Collection entries
================
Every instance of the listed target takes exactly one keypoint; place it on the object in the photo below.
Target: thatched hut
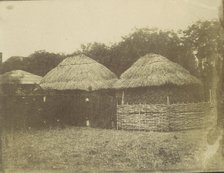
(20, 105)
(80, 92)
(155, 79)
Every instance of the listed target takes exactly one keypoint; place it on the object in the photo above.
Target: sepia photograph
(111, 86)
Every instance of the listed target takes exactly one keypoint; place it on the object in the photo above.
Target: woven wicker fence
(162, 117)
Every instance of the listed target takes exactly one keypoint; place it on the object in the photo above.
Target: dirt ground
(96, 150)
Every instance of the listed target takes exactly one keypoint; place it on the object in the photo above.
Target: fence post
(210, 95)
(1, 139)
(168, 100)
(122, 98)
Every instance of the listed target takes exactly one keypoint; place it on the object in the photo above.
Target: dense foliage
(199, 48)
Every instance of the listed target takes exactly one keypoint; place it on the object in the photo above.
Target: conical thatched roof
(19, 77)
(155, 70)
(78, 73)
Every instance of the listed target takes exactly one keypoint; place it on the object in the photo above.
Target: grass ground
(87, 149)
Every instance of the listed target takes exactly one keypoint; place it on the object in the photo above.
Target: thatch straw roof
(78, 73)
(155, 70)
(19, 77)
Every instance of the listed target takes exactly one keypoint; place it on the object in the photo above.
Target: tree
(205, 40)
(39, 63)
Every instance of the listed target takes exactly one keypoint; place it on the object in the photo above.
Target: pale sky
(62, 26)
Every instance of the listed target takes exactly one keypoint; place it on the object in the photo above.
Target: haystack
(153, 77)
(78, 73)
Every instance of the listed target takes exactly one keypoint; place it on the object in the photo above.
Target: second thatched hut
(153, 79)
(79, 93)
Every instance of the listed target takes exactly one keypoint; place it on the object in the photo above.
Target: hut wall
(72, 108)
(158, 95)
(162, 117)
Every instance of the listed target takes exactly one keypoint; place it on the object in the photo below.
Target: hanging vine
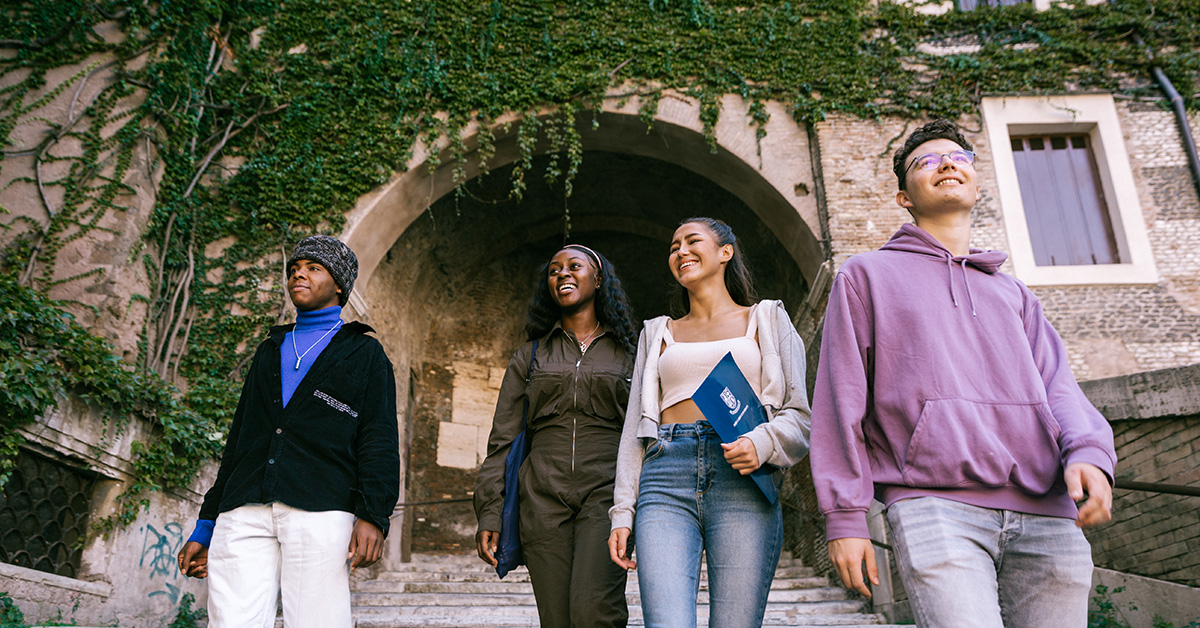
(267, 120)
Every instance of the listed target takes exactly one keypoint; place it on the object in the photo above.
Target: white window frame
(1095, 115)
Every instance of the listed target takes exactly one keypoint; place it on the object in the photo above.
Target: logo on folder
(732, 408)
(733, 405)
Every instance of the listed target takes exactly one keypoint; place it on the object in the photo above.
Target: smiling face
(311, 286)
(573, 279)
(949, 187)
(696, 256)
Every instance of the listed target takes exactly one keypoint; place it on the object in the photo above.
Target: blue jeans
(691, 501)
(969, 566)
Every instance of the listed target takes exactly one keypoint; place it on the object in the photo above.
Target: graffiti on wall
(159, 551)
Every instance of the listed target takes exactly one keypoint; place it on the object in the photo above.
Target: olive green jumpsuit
================
▶ _Instructions for the task_
Would you copy out the data exactly, leaving every picture out?

▶ _Answer to the exercise_
Every instance of the listed target takes exactly one keypoint; place it on the object in the photo below.
Target: thatched hut
(20, 105)
(80, 92)
(155, 79)
Every instance of the listed target takes exactly one keypoint; place it on the object in the photo above.
Target: sepia photograph
(111, 86)
Every instance of the listed target takes exactly one keypoint; place it on the object in the photo above.
Target: woven wicker fence
(162, 117)
Every instance of the listed target takes exactly one keypoint; place it on the object in the photo above.
Target: dirt ground
(96, 150)
Every instance of the listed target takes exactly one keypoint; place it on the object in the photo above.
Target: fence post
(210, 95)
(1, 139)
(168, 100)
(122, 98)
Every instance of the listed target takes exactly one keypoint; place it on the object in the photo above.
Target: dense foliage
(199, 48)
Every instance of the listed target takes exactly one keypoint; place it on the object in the photo above.
Target: conical thatched roof
(19, 77)
(155, 70)
(78, 73)
Every instance of the listed target takes exactly one keypoint; place it on the object in the photo above.
Target: grass ground
(87, 149)
Every instance of the listed target takes exactly one keypoint; place it on the object in the photo above.
Target: thatch straw roof
(78, 73)
(155, 70)
(19, 77)
Every instance of the listed target takes exactly one keypoint; place it on the object in the photo above.
Target: tree
(205, 40)
(39, 63)
Every instance of the listed target takes exactly one keypoint; place it on the object in the photo above.
Target: pale sky
(62, 26)
Every instance of the listed target takes exactly one keypoint; place it on the object in the photo above.
Target: haystack
(153, 77)
(78, 73)
Every instance of the listed target takes exactly one keypoint; place it on the object in the photo above.
Target: second thatched hut
(153, 79)
(79, 93)
Every instance of the listed target takes exactly one keypoint; place it on the object in the photo above.
Target: hut wall
(72, 108)
(158, 95)
(162, 117)
Every instance of the listed target takes exactly one keypoint; place it on the object in the photo below.
Target: hanging vine
(267, 120)
Every instance of the listed target takes exactly one keypoint; place it on the object in the photo above.
Target: white window frame
(1095, 115)
Every instance of the listed target takes exactly one keypoint; place it on the object in the photo above.
Target: logo on folder
(732, 408)
(733, 405)
Every instance of the listed target takes exactly one keypoint; place it on the object in the photo above.
Target: smiling face
(311, 286)
(573, 279)
(949, 187)
(696, 256)
Every instance of the listed target takes exactly one keypoint; place it on the object in the photo above.
Target: blue jeans
(691, 501)
(969, 566)
Every instance of the listed target takes exactly one keypoint; place it on the object in the photo above.
Target: graffiti on wall
(159, 551)
Every instance of the listed target takes exactly one keypoint; place it on the object in the photo above.
Target: olive green jumpsuit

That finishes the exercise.